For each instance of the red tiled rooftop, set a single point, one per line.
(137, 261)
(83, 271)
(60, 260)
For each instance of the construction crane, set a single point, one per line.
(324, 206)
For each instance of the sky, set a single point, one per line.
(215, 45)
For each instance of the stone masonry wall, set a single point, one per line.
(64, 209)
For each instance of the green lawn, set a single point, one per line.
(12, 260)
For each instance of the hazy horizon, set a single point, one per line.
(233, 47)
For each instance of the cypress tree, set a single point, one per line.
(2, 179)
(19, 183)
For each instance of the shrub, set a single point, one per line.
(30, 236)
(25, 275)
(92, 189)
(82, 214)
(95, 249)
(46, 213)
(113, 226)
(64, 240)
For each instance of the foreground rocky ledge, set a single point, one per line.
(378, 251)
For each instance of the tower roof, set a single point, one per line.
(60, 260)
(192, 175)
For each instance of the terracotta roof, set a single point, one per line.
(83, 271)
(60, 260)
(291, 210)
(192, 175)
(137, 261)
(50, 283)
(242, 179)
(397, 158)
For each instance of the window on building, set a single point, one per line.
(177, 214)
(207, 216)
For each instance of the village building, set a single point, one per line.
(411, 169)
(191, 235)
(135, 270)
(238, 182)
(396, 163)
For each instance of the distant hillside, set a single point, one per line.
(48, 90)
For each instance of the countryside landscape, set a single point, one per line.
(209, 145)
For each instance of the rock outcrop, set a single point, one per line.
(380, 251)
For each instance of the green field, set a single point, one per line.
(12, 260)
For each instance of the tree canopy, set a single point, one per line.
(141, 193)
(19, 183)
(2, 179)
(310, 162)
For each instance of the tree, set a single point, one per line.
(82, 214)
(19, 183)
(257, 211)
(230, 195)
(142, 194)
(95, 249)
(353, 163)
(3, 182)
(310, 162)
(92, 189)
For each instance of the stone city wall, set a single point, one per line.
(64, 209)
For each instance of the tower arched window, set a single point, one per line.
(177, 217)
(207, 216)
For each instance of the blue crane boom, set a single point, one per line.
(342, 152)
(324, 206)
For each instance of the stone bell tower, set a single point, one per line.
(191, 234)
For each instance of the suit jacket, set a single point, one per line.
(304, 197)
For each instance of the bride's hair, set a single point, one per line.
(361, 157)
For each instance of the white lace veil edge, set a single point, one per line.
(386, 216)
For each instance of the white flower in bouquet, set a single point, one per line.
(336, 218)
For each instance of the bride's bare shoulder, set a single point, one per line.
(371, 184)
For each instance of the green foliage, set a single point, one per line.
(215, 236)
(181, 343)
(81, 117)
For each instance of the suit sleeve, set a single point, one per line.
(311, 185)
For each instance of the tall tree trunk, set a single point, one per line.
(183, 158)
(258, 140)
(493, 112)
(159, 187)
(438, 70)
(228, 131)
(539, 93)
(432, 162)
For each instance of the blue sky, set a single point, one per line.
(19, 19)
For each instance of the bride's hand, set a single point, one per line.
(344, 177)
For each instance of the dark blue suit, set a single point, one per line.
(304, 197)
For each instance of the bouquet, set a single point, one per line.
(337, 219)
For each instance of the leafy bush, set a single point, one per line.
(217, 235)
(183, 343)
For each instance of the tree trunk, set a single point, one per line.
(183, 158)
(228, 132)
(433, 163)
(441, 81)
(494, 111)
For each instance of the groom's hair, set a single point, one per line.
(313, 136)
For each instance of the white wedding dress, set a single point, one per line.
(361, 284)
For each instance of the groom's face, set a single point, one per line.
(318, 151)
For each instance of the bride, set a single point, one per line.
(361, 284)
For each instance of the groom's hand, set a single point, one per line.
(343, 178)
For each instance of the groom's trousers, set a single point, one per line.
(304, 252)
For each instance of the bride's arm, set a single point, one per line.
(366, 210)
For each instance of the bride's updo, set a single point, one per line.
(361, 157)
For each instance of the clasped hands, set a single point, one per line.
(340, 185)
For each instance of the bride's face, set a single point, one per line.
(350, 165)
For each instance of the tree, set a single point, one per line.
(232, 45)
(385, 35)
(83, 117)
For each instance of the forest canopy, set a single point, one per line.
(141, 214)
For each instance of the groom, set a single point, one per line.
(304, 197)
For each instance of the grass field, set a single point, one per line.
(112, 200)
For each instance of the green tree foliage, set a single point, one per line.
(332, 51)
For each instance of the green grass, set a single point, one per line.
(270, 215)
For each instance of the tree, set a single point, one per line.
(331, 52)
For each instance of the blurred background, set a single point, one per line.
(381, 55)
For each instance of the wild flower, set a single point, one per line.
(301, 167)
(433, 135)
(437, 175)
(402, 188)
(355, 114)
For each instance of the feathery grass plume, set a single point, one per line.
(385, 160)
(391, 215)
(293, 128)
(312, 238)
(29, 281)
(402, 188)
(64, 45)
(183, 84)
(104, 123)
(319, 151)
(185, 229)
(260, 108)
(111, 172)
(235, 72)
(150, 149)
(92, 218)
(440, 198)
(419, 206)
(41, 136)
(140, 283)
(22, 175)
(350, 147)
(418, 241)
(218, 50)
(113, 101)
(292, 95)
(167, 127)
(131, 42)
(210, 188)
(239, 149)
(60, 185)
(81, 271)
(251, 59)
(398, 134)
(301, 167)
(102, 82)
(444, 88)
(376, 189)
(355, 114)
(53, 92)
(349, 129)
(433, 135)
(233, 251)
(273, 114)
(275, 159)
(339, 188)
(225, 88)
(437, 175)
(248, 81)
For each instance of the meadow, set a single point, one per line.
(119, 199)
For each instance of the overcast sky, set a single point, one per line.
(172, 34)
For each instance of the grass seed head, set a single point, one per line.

* [The request] Reproduce all of the material above word for word.

* [The answer]
For each instance of the red tiled rooftop, set a single point, one per line.
(137, 261)
(83, 271)
(60, 260)
For each instance of the construction crane, set a single point, one per line.
(324, 206)
For each instance of the sky, set a single point, one per line.
(215, 45)
For each instance of the stone masonry wall, set a single point, one per line.
(64, 209)
For each instance of the green lawn, set a single point, one per line.
(12, 260)
For each instance of the hazy horizon, set a single point, one per line.
(233, 47)
For each instance of the cypress tree, set a single point, one per line.
(2, 179)
(19, 183)
For each instance of the shrub, set a single point, one per line.
(30, 236)
(25, 275)
(92, 189)
(82, 214)
(95, 249)
(46, 213)
(113, 226)
(64, 240)
For each instance of the foreground rocky ledge, set a single point, one per line.
(378, 251)
For each instance of the tower roof, set a single point, one per line.
(60, 260)
(192, 175)
For each instance of the terracotta roof, set a single point, one per line.
(83, 271)
(60, 260)
(291, 210)
(192, 175)
(137, 261)
(50, 283)
(242, 179)
(397, 158)
For each instance of the window on building, set a single point, one per line.
(177, 214)
(207, 216)
For each instance of the village building, set a single point, one per line.
(411, 169)
(191, 235)
(135, 270)
(238, 182)
(396, 163)
For each instance of the distant hillside, set a single point, one per line.
(48, 90)
For each instance of the countryside landscape, set a single point, one per line.
(209, 145)
For each instance of the rock outcrop, set a single point, one per line.
(380, 251)
For each instance of the green field, set a single point, one per line.
(12, 260)
For each instance of the tree canopy, set a single point, one per line.
(141, 193)
(19, 183)
(2, 179)
(310, 162)
For each instance of the tree, set a single point, one per line.
(82, 214)
(19, 183)
(257, 211)
(230, 195)
(142, 194)
(95, 249)
(353, 163)
(3, 182)
(310, 162)
(92, 189)
For each instance of the stone city wall, set a single point, one per line.
(64, 209)
For each instance of the tower arched window, set a single point, one per line.
(177, 217)
(207, 216)
For each instance of the blue crane boom, set a single point, one per line.
(342, 152)
(324, 206)
For each instance of the stone bell tower, set a single point, one per line.
(191, 234)
For each instance of the suit jacket, set a single point, one per line.
(304, 197)
For each instance of the bride's hair, set a single point, one per line.
(361, 157)
For each instance of the white lace veil edge, set a single point, one per line.
(386, 216)
For each instance of the white flower in bouquet, set a single point, one per line.
(336, 218)
For each instance of the bride's bare shoulder, set a single point, one per line.
(371, 184)
For each instance of the green foliage, set a single point, one per line.
(215, 236)
(181, 343)
(81, 117)
For each instance of the suit sleeve, set a single point, one per line.
(311, 185)
For each instance of the tall tree trunk, set a single point, one per line.
(183, 158)
(258, 140)
(493, 112)
(159, 187)
(438, 70)
(228, 131)
(539, 93)
(432, 162)
For each instance of the blue sky, set a single point, one per line.
(19, 19)
For each instance of the bride's hand, set a single point, one per line.
(344, 177)
For each instance of the dark blue suit, set a single point, one per line.
(304, 197)
For each instance of the bouquet, set a single point, one per line.
(337, 219)
For each instance of the leafy bush, set a single point, one per line.
(217, 235)
(183, 343)
For each instance of the tree trunk, set a single point, one per line.
(183, 158)
(228, 132)
(433, 163)
(441, 81)
(494, 111)
For each instance of the groom's hair, set a single point, one per line.
(313, 136)
For each instance of the white wedding dress, set a single point, one per line.
(361, 284)
For each instance of the groom's face, set a single point, one per line.
(318, 151)
For each instance of the bride, set a single point, one per line.
(361, 284)
For each instance of the groom's hand, set a single point, one per line.
(343, 178)
For each instance of the groom's trousers, set a single point, one per line.
(304, 252)
For each instance of the bride's arm, set a single point, one per line.
(366, 210)
For each instance of the bride's updo, set a single point, one per line.
(361, 157)
For each instance of the clasped hands, set a single point, one per line.
(340, 185)
For each instance of the bride's face, set a single point, one per line.
(350, 165)
For each instance of the tree, set a single point, one per line.
(232, 45)
(385, 35)
(83, 117)
For each instance of the forest canopy, set a single point, one per line.
(141, 214)
For each instance of the groom, set a single point, one per line.
(304, 197)
For each instance of the grass field, set a single point, one per line.
(112, 200)
For each instance of the green tree foliage, set a single point, one per line.
(332, 51)
For each instance of the green grass, set a single point, one per line.
(270, 215)
For each instance of the tree, set a single point, one per line.
(331, 52)
For each instance of the blurred background, set a single point, one per line.
(381, 55)
For each instance of the wild flower, set a single point, one per line.
(301, 167)
(433, 135)
(437, 175)
(402, 188)
(355, 114)
For each instance of the feathery grass plume, set a single point, one per line.
(385, 160)
(391, 215)
(293, 128)
(312, 238)
(29, 281)
(402, 188)
(64, 45)
(183, 84)
(104, 123)
(319, 151)
(185, 229)
(260, 108)
(111, 172)
(235, 72)
(150, 149)
(92, 218)
(440, 198)
(419, 206)
(41, 136)
(140, 283)
(22, 175)
(350, 147)
(418, 241)
(218, 50)
(113, 101)
(292, 95)
(167, 127)
(131, 42)
(210, 188)
(239, 149)
(60, 185)
(81, 271)
(251, 59)
(398, 134)
(301, 167)
(102, 82)
(444, 88)
(376, 189)
(355, 114)
(53, 92)
(349, 129)
(433, 135)
(233, 251)
(273, 114)
(275, 159)
(339, 188)
(225, 88)
(437, 175)
(248, 81)
For each instance of the meadow, set a single point, one per line.
(119, 199)
For each instance of the overcast sky, set a single point, one per line.
(172, 34)
For each instance of the grass seed head, set a single point, one per line.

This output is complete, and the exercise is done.